▶ **Quoted passage**
** start **
Sunday, August 16, 2009

Right-wing rage past and present

The internet and cable television has fed some of the nuttier conspiracy theories of recent – proposed death panels as part of health care reform, FEMA concentration camps, an alien elected President of the United States, etc. – that seems to have given rise to a very unhealthy anger among certain segments of the American population. Rick Perlstein offers some perspective on present day fringe right-wing rage compared to the past:
In the early 1950s, Republicans referred to the presidencies of Franklin Roosevelt and Harry Truman as "20 years of treason" and accused the men who led the fight against fascism of deliberately surrendering the free world to communism. Mainline Protestants published a new translation of the Bible in the 1950s that properly rendered the Greek as connoting a more ambiguous theological status for the Virgin Mary; right-wingers attributed that to, yes, the hand of Soviet agents. And Vice President Richard Nixon claimed that the new Republicans arriving in the White House "found in the files a blueprint for socializing America."

When John F. Kennedy entered the White House, his proposals to anchor America's nuclear defense in intercontinental ballistic missiles -- instead of long-range bombers -- and form closer ties with Eastern Bloc outliers such as Yugoslavia were taken as evidence that the young president was secretly disarming the United States. Thousands of delegates from 90 cities packed a National Indignation Convention in Dallas, a 1961 version of today's tea parties; a keynote speaker turned to the master of ceremonies after his introduction and remarked as the audience roared: "Tom Anderson here has turned moderate! All he wants to do is impeach [Supreme Court Chief Justice Earl] Warren. I'm for hanging him!"
** end **
▶ **Supplied information**
** start **
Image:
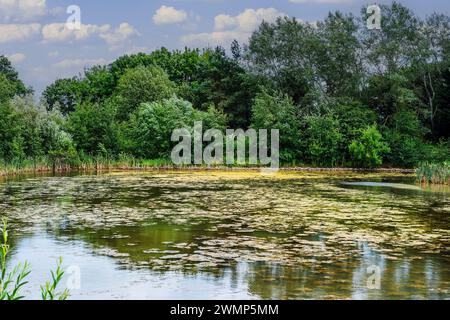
** end **
▶ **Set tasks**
1 > In the post on right-wing rage past and present, what did Republicans in the early 1950s call the presidencies of Franklin Roosevelt and Harry Truman?
2 > Carry on the post about right-wing rage past and present from where it stops.

▶ **Answers for the tasks**
1 > "20 years of treason"

2 >
Before the "black helicopters" of the 1990s, there were right-wingers claiming access to secret documents from the 1920s proving that the entire concept of a "civil rights movement" had been hatched in the Soviet Union; when the landmark 1964 Civil Rights Act was introduced, one frequently read in the South that it would "enslave" whites. And back before there were Bolsheviks to blame, paranoids didn't lack for subversives -- anti-Catholic conspiracy theorists even had their own powerful political party in the 1840s and '50s.

The instigation is always the familiar litany: expansion of the commonweal to empower new communities, accommodation to internationalism, the heightened influence of cosmopolitans and the persecution complex of conservatives who can't stand losing an argument. My personal favorite? The federal government expanded mental health services in the Kennedy era, and one bill provided for a new facility in Alaska. One of the most widely listened-to right-wing radio programs in the country, hosted by a former FBI agent, had millions of Americans believing it was being built to intern political dissidents, just like in the Soviet Union.


The various elements -- the liberal earnestly confused when rational dialogue won't hold sway; the anti-liberal rage at a world self-evidently out of joint; and, most of all, their mutual incomprehension -- sound as fresh as yesterday's news. (Internment camps for conservatives? That's the latest theory of tea party favorite Michael Savage.)

The orchestration of incivility happens, too, and it is evil. Liberal power of all sorts induces an organic and crazy-making panic in a considerable number of Americans, while people with no particular susceptibility to existential terror -- powerful elites -- find reason to stoke and exploit that fear. And even the most ideologically fair-minded national media will always be agents of cosmopolitanism: something provincials fear as an outside elite intent on forcing different values down their throats.

That provides an opening for vultures such as Richard Nixon, who, the Watergate investigation discovered, had his aides make sure that seed blossomed for his own purposes. "To the Editor . . . Who in the hell elected these people to stand up and read off their insults to the President of the United States?" read one proposed "grass-roots" letter manufactured by the White House. "When will you people realize that he was elected President and he is entitled to the respect of that office no matter what you people think of him?" went another.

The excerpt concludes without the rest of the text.